### SOURCE PASSAGE

The City of Brunswick was a local government area in the inner-northern suburbs of Melbourne, Victoria, Australia. It comprised the suburbs of Brunswick, Brunswick East and Brunswick West. It ceased to exist on 22 June 1994, when its council was disbanded by the Kennett Government and replaced with appointed commissioners, who oversaw its amalgamation with the City of Coburg and parts of the City of Broadmeadows, to create the City of Moreland (now City of Merri-bek).

==History==

The area that was to become the City of Brunswick was first surveyed in 1839, a large tract of mostly flat land bounded on the east and west by the Merri Merri and the Moonee Ponds Creeks respectively. The land was subdivided into long narrow agricultural allotments running east and west from a central service road, later to become Sydney Road. In 1841, Thomas Wilkinson, one of the major landowners in the area named his estate Brunswick, after Princess Caroline of Brunswick, wife of King George IV. In 1846, a post office taking the name Brunswick was opened on this estate. In 1852, the Brunswick Hotel was opened on Sydney Road.

On 29 September 1857, Brunswick was proclaimed a municipal district. The first meeting of the council of the new municipality was held in the Cornish Arms Hotel, on 23 October of that year. There were seven councillors elected by the votes of 581 landowners from 14 nominations. The councillors represented two wards, four from the working class south and three from the more moneyed north. Despite a numerical disadvantage, the northern councillors proved more powerful and influential. The purpose-built municipal chambers were opened in 1859 on Sydney Road. This building became the Borough Chambers when the municipality was proclaimed a borough in 1862, being turned into a police station when a Town Hall was constructed in the centre of the town in 1876.

######
### ENTRIES SHOWN

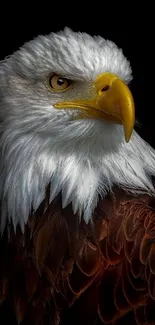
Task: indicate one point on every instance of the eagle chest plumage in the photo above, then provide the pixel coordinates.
(102, 272)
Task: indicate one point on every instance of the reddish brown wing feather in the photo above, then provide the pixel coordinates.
(62, 271)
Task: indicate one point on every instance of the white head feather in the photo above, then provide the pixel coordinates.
(40, 144)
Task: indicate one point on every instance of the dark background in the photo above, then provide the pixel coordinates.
(133, 42)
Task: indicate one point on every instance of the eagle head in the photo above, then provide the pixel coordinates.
(67, 116)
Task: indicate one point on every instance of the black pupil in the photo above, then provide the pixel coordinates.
(60, 81)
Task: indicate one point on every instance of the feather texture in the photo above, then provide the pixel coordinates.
(62, 271)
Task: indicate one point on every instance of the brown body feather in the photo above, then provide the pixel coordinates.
(65, 272)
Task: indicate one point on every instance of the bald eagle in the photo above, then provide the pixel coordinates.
(77, 198)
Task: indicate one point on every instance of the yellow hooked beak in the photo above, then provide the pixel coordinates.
(112, 101)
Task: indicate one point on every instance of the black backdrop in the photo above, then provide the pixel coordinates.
(133, 43)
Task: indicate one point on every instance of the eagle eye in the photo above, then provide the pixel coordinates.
(58, 83)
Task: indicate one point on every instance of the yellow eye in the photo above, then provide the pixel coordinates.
(58, 83)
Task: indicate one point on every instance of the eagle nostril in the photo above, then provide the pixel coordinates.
(105, 88)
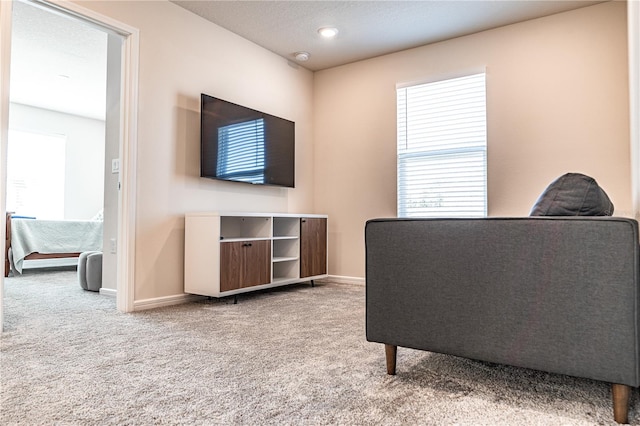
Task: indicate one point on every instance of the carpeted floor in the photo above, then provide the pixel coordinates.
(291, 356)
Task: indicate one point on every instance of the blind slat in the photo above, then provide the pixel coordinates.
(442, 166)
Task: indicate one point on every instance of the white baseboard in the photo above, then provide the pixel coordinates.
(108, 292)
(158, 302)
(341, 279)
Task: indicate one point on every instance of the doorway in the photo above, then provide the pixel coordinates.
(120, 123)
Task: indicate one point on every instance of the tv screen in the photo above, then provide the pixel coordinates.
(244, 145)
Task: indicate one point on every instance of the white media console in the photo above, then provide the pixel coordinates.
(232, 253)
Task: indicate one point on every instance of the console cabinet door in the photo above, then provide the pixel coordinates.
(244, 264)
(313, 247)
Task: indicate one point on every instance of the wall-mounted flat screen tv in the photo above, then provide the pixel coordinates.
(244, 145)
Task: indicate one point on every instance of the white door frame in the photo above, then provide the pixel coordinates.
(127, 145)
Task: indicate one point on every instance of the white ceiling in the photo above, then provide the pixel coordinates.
(57, 62)
(367, 28)
(60, 63)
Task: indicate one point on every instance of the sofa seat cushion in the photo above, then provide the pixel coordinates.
(573, 194)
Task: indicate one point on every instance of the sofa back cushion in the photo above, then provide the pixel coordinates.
(573, 194)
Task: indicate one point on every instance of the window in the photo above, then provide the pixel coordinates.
(241, 151)
(442, 148)
(36, 174)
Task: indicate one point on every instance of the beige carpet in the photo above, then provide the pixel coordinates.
(292, 356)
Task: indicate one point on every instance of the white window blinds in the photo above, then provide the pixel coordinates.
(442, 148)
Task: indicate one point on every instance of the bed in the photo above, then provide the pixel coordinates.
(32, 239)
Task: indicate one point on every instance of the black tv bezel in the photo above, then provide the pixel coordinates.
(250, 111)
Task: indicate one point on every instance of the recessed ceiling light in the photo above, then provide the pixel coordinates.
(328, 32)
(302, 56)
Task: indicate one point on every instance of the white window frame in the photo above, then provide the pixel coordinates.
(442, 148)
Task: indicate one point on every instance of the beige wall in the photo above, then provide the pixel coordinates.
(182, 55)
(557, 101)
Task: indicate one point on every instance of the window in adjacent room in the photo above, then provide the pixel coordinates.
(442, 148)
(36, 175)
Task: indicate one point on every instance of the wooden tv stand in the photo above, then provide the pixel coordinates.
(232, 253)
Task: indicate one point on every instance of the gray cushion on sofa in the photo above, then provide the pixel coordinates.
(573, 194)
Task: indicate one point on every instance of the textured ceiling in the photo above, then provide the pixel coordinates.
(367, 28)
(59, 63)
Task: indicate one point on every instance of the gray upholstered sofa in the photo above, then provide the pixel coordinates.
(548, 293)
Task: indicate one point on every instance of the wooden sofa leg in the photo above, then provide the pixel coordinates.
(390, 352)
(620, 395)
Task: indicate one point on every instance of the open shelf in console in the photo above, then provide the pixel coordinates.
(286, 270)
(238, 228)
(286, 249)
(286, 227)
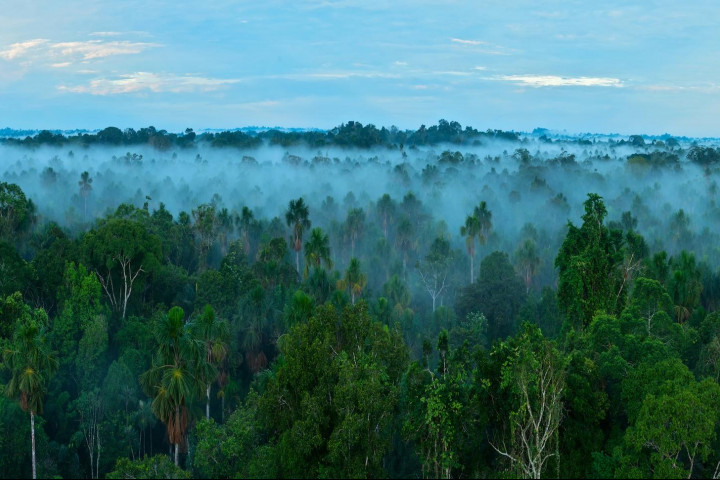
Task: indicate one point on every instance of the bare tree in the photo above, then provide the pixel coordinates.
(537, 375)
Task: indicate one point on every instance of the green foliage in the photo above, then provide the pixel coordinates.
(159, 466)
(498, 294)
(328, 407)
(587, 262)
(444, 418)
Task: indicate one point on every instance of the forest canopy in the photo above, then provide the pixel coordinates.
(359, 302)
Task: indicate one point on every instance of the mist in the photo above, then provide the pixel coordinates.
(546, 187)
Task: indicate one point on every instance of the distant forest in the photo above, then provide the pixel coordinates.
(359, 302)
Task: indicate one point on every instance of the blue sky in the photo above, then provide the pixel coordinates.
(581, 66)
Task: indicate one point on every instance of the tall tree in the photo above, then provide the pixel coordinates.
(16, 211)
(123, 253)
(527, 260)
(433, 270)
(533, 379)
(244, 222)
(484, 216)
(354, 280)
(587, 263)
(405, 240)
(85, 184)
(296, 217)
(470, 231)
(354, 226)
(317, 250)
(386, 211)
(205, 226)
(173, 380)
(214, 334)
(31, 365)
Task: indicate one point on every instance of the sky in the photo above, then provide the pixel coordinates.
(625, 67)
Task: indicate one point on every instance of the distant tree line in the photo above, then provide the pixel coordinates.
(350, 134)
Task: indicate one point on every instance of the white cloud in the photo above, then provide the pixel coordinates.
(340, 75)
(147, 81)
(468, 42)
(557, 81)
(19, 49)
(98, 49)
(486, 48)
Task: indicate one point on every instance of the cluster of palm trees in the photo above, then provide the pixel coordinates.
(477, 226)
(185, 365)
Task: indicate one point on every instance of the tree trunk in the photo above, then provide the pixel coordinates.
(472, 269)
(207, 405)
(32, 437)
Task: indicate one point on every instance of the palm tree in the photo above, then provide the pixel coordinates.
(175, 376)
(528, 261)
(386, 210)
(244, 222)
(225, 228)
(85, 189)
(484, 216)
(31, 364)
(354, 279)
(354, 225)
(297, 218)
(214, 334)
(317, 250)
(470, 231)
(404, 240)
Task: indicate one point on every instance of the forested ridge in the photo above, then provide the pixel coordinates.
(359, 302)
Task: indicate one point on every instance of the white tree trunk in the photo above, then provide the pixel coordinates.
(207, 405)
(32, 437)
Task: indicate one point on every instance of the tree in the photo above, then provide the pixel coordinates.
(527, 259)
(498, 293)
(434, 268)
(328, 407)
(386, 211)
(91, 408)
(205, 226)
(16, 211)
(354, 279)
(244, 222)
(534, 378)
(441, 417)
(684, 285)
(405, 240)
(214, 334)
(85, 184)
(484, 216)
(174, 378)
(354, 226)
(317, 250)
(121, 250)
(31, 365)
(158, 467)
(470, 231)
(587, 263)
(296, 217)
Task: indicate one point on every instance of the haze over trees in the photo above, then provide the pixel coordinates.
(359, 302)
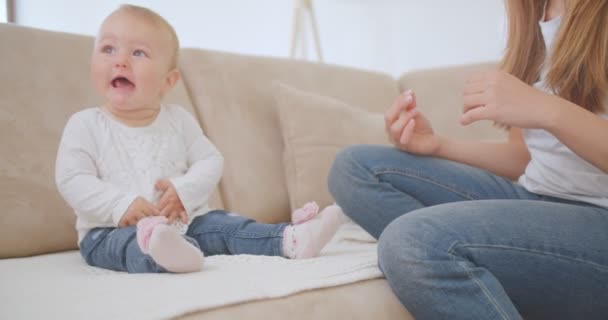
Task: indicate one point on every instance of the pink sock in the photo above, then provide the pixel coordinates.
(307, 239)
(145, 227)
(167, 246)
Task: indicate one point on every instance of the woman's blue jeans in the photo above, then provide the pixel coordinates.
(216, 232)
(457, 242)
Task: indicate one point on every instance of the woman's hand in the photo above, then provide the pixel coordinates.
(408, 129)
(504, 99)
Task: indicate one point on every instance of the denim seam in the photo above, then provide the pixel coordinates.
(479, 283)
(239, 235)
(418, 176)
(533, 251)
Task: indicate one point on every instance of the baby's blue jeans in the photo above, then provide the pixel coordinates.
(216, 232)
(457, 242)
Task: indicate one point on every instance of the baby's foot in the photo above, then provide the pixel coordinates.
(171, 251)
(307, 239)
(167, 246)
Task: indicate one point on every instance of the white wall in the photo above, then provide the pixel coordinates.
(3, 16)
(390, 36)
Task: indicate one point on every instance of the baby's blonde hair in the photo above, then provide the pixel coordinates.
(155, 19)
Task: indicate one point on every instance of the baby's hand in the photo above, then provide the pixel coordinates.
(169, 204)
(139, 208)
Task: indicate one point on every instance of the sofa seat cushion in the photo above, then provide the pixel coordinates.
(63, 286)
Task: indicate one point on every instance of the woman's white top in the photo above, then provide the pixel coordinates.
(554, 169)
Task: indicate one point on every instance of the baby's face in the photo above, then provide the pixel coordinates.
(131, 63)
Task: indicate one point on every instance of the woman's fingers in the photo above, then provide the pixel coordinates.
(402, 102)
(397, 128)
(184, 216)
(407, 132)
(472, 101)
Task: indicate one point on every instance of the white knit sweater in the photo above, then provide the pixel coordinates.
(103, 165)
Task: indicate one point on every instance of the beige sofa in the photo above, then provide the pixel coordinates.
(277, 122)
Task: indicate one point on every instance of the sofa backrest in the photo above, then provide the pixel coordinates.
(234, 96)
(45, 79)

######

- DIRECTIVES
**A.** Answer these from the passage on the City of Brunswick:
(i) On what date did the City of Brunswick cease to exist?
(ii) After whom did Thomas Wilkinson name his estate?
(iii) Where was the first meeting of the new municipality's council held?
**B.** Please reproduce a portion of the passage on the City of Brunswick word for word, starting with "The City of Brunswick was a" and going on through "City of Merri-bek).".
This material was taken from a separate source.

- RESPONSES BY TASK
**A.**
(i) 22 June 1994
(ii) Princess Caroline of Brunswick, wife of King George IV
(iii) The Cornish Arms Hotel

**B.**
The City of Brunswick was a local government area in the inner-northern suburbs of Melbourne, Victoria, Australia. It comprised the suburbs of Brunswick, Brunswick East and Brunswick West. It ceased to exist on 22 June 1994, when its council was disbanded by the Kennett Government and replaced with appointed commissioners, who oversaw its amalgamation with the City of Coburg and parts of the City of Broadmeadows, to create the City of Moreland (now City of Merri-bek).